(Dataset items)

※ ※ ※

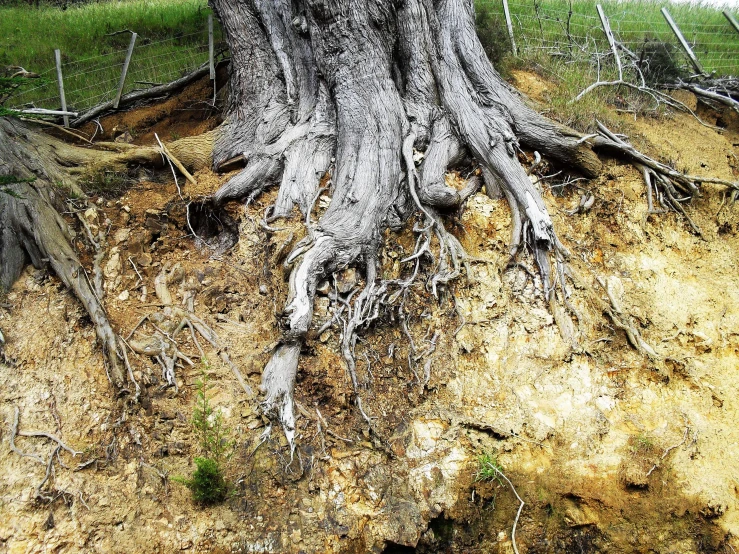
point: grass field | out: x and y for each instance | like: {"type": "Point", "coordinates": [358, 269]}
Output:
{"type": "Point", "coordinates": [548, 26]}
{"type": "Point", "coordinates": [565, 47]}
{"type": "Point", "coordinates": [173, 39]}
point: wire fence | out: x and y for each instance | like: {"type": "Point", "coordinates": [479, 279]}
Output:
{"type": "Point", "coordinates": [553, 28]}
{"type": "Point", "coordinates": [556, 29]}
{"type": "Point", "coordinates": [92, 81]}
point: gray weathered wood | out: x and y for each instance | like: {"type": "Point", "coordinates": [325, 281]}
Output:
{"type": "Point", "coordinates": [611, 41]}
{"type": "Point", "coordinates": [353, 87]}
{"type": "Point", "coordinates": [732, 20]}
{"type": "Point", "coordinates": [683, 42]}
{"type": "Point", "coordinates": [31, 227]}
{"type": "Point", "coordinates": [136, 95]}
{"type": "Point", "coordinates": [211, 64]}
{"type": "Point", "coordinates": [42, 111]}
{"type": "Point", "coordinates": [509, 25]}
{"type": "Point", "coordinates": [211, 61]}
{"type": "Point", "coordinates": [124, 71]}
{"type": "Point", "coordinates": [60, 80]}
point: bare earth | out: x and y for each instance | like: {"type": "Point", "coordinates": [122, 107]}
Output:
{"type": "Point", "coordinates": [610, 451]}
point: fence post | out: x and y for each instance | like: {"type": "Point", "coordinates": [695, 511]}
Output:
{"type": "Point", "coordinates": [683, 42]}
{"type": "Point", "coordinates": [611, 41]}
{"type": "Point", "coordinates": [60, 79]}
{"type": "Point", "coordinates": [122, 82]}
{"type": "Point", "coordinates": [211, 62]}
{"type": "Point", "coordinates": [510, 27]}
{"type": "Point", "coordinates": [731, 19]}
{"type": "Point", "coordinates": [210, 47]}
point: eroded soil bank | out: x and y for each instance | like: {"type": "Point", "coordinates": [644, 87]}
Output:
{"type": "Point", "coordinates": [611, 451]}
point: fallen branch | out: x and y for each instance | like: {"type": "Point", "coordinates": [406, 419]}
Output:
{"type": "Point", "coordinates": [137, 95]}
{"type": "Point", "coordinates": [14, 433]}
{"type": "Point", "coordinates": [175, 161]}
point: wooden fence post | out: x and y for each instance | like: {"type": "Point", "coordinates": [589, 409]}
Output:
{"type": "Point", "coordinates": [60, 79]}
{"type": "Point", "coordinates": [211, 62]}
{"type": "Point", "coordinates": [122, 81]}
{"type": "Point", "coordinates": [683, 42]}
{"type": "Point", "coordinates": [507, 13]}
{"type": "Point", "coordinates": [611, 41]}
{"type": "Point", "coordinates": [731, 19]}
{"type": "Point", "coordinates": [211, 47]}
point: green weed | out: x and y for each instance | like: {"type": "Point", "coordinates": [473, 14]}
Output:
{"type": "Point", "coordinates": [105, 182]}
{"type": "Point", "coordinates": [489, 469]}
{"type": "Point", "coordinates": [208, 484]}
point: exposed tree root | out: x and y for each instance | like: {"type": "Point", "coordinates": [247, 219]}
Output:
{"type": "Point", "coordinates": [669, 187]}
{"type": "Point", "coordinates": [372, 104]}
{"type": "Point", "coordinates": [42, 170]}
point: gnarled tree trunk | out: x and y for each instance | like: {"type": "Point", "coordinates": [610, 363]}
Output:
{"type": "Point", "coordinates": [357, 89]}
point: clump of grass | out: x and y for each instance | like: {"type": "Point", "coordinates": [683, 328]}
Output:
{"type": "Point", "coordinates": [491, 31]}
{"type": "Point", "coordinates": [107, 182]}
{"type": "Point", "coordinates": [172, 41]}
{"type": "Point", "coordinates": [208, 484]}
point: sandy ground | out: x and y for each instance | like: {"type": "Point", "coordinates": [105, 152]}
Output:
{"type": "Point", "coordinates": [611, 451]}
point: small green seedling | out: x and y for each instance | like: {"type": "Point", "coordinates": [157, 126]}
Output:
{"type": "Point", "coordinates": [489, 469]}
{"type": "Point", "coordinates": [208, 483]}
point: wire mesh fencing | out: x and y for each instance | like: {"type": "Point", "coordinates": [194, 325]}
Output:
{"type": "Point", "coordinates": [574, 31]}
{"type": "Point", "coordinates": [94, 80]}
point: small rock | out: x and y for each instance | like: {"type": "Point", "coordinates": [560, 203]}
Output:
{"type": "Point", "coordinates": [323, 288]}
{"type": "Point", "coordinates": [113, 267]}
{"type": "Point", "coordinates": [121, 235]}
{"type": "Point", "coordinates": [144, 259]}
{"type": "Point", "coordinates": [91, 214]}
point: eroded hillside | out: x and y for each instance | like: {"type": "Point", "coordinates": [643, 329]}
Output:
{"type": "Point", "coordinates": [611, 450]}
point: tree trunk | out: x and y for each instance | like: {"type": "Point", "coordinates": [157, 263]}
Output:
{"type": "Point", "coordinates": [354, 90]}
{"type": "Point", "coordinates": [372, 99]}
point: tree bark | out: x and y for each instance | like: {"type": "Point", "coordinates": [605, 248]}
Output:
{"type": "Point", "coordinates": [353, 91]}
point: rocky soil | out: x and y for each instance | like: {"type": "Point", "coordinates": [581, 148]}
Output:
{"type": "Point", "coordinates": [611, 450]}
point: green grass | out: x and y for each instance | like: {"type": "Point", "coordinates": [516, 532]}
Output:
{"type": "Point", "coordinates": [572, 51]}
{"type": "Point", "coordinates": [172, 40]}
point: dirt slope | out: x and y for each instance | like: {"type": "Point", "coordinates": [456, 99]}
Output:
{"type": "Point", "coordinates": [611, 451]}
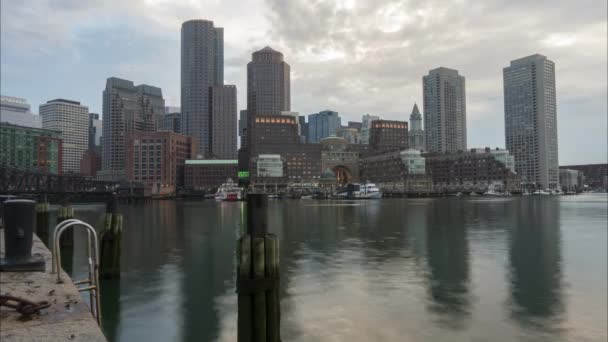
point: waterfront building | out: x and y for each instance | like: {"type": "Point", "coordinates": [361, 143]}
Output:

※ ※ ※

> [EXERCISE DESCRIPTION]:
Excluding the pictures, reproduce every entry exactly as given.

> [OUTPUT FOR THIS TASK]:
point: grass field | out: x and y for each instance | like: {"type": "Point", "coordinates": [358, 269]}
Output:
{"type": "Point", "coordinates": [548, 26]}
{"type": "Point", "coordinates": [565, 47]}
{"type": "Point", "coordinates": [173, 39]}
point: wire fence | out: x and y for each instance | like: {"type": "Point", "coordinates": [479, 279]}
Output:
{"type": "Point", "coordinates": [553, 28]}
{"type": "Point", "coordinates": [556, 29]}
{"type": "Point", "coordinates": [92, 81]}
point: gray weathered wood | out: x and y for each instance | like: {"type": "Point", "coordinates": [325, 281]}
Output:
{"type": "Point", "coordinates": [611, 41]}
{"type": "Point", "coordinates": [353, 87]}
{"type": "Point", "coordinates": [732, 20]}
{"type": "Point", "coordinates": [683, 42]}
{"type": "Point", "coordinates": [31, 227]}
{"type": "Point", "coordinates": [136, 95]}
{"type": "Point", "coordinates": [211, 64]}
{"type": "Point", "coordinates": [42, 111]}
{"type": "Point", "coordinates": [509, 25]}
{"type": "Point", "coordinates": [211, 61]}
{"type": "Point", "coordinates": [124, 71]}
{"type": "Point", "coordinates": [60, 80]}
point: bare earth | out: x and y for each instance | like: {"type": "Point", "coordinates": [122, 107]}
Output:
{"type": "Point", "coordinates": [610, 451]}
point: fence post | out: x and y for each instance | like: {"type": "Point", "coordinates": [695, 511]}
Output:
{"type": "Point", "coordinates": [683, 42]}
{"type": "Point", "coordinates": [611, 41]}
{"type": "Point", "coordinates": [60, 79]}
{"type": "Point", "coordinates": [122, 82]}
{"type": "Point", "coordinates": [211, 62]}
{"type": "Point", "coordinates": [510, 27]}
{"type": "Point", "coordinates": [731, 19]}
{"type": "Point", "coordinates": [210, 47]}
point: eroded soil bank | out: x and y for each instance | like: {"type": "Point", "coordinates": [644, 87]}
Output:
{"type": "Point", "coordinates": [611, 451]}
point: fallen branch | out: x and y for each instance | like: {"type": "Point", "coordinates": [406, 419]}
Output:
{"type": "Point", "coordinates": [137, 95]}
{"type": "Point", "coordinates": [14, 433]}
{"type": "Point", "coordinates": [175, 161]}
point: wooden fence post | out: x and y for each instance | like: {"type": "Point", "coordinates": [589, 409]}
Output:
{"type": "Point", "coordinates": [60, 79]}
{"type": "Point", "coordinates": [211, 62]}
{"type": "Point", "coordinates": [122, 81]}
{"type": "Point", "coordinates": [683, 42]}
{"type": "Point", "coordinates": [507, 13]}
{"type": "Point", "coordinates": [611, 41]}
{"type": "Point", "coordinates": [731, 19]}
{"type": "Point", "coordinates": [211, 47]}
point: green weed | out: x and y for each instance | like: {"type": "Point", "coordinates": [473, 14]}
Output:
{"type": "Point", "coordinates": [105, 182]}
{"type": "Point", "coordinates": [489, 469]}
{"type": "Point", "coordinates": [208, 484]}
point: exposed tree root | out: x and y for each instance | like: {"type": "Point", "coordinates": [247, 219]}
Output:
{"type": "Point", "coordinates": [669, 187]}
{"type": "Point", "coordinates": [372, 104]}
{"type": "Point", "coordinates": [42, 170]}
point: gnarled tree trunk | out: x and y for each instance | like: {"type": "Point", "coordinates": [610, 363]}
Output:
{"type": "Point", "coordinates": [357, 89]}
point: clump of grass | out: x and y for each instance | like: {"type": "Point", "coordinates": [683, 328]}
Output:
{"type": "Point", "coordinates": [491, 31]}
{"type": "Point", "coordinates": [107, 182]}
{"type": "Point", "coordinates": [172, 41]}
{"type": "Point", "coordinates": [208, 484]}
point: sandy ground | out: x and y for each instance | like: {"type": "Point", "coordinates": [105, 152]}
Output:
{"type": "Point", "coordinates": [611, 451]}
point: small green seedling | out: x and y for each instance | like: {"type": "Point", "coordinates": [157, 126]}
Output:
{"type": "Point", "coordinates": [489, 469]}
{"type": "Point", "coordinates": [208, 483]}
point: wire mesh fencing | out: x and y for each instance | like: {"type": "Point", "coordinates": [194, 325]}
Output:
{"type": "Point", "coordinates": [574, 31]}
{"type": "Point", "coordinates": [94, 80]}
point: small rock | out: x and y for each instance | like: {"type": "Point", "coordinates": [560, 203]}
Output:
{"type": "Point", "coordinates": [323, 288]}
{"type": "Point", "coordinates": [113, 267]}
{"type": "Point", "coordinates": [121, 235]}
{"type": "Point", "coordinates": [144, 259]}
{"type": "Point", "coordinates": [91, 214]}
point: eroded hillside | out: x and y for each instance | like: {"type": "Point", "coordinates": [643, 329]}
Output:
{"type": "Point", "coordinates": [611, 450]}
point: tree trunk | out: x and y for each instance | like: {"type": "Point", "coordinates": [157, 263]}
Output:
{"type": "Point", "coordinates": [354, 90]}
{"type": "Point", "coordinates": [372, 99]}
point: tree bark | out: x and y for each instance | like: {"type": "Point", "coordinates": [605, 248]}
Output:
{"type": "Point", "coordinates": [353, 91]}
point: rocky soil | out: x and y for each instance | like: {"type": "Point", "coordinates": [581, 148]}
Output:
{"type": "Point", "coordinates": [611, 450]}
point: green grass | out: x and y for each instance | like: {"type": "Point", "coordinates": [516, 532]}
Output:
{"type": "Point", "coordinates": [572, 51]}
{"type": "Point", "coordinates": [172, 40]}
point: dirt slope | out: x and y for each instance | like: {"type": "Point", "coordinates": [456, 99]}
Output:
{"type": "Point", "coordinates": [611, 451]}
point: waterfront building | out: x and y for each instance | like: {"type": "Point", "coordinates": [361, 143]}
Output:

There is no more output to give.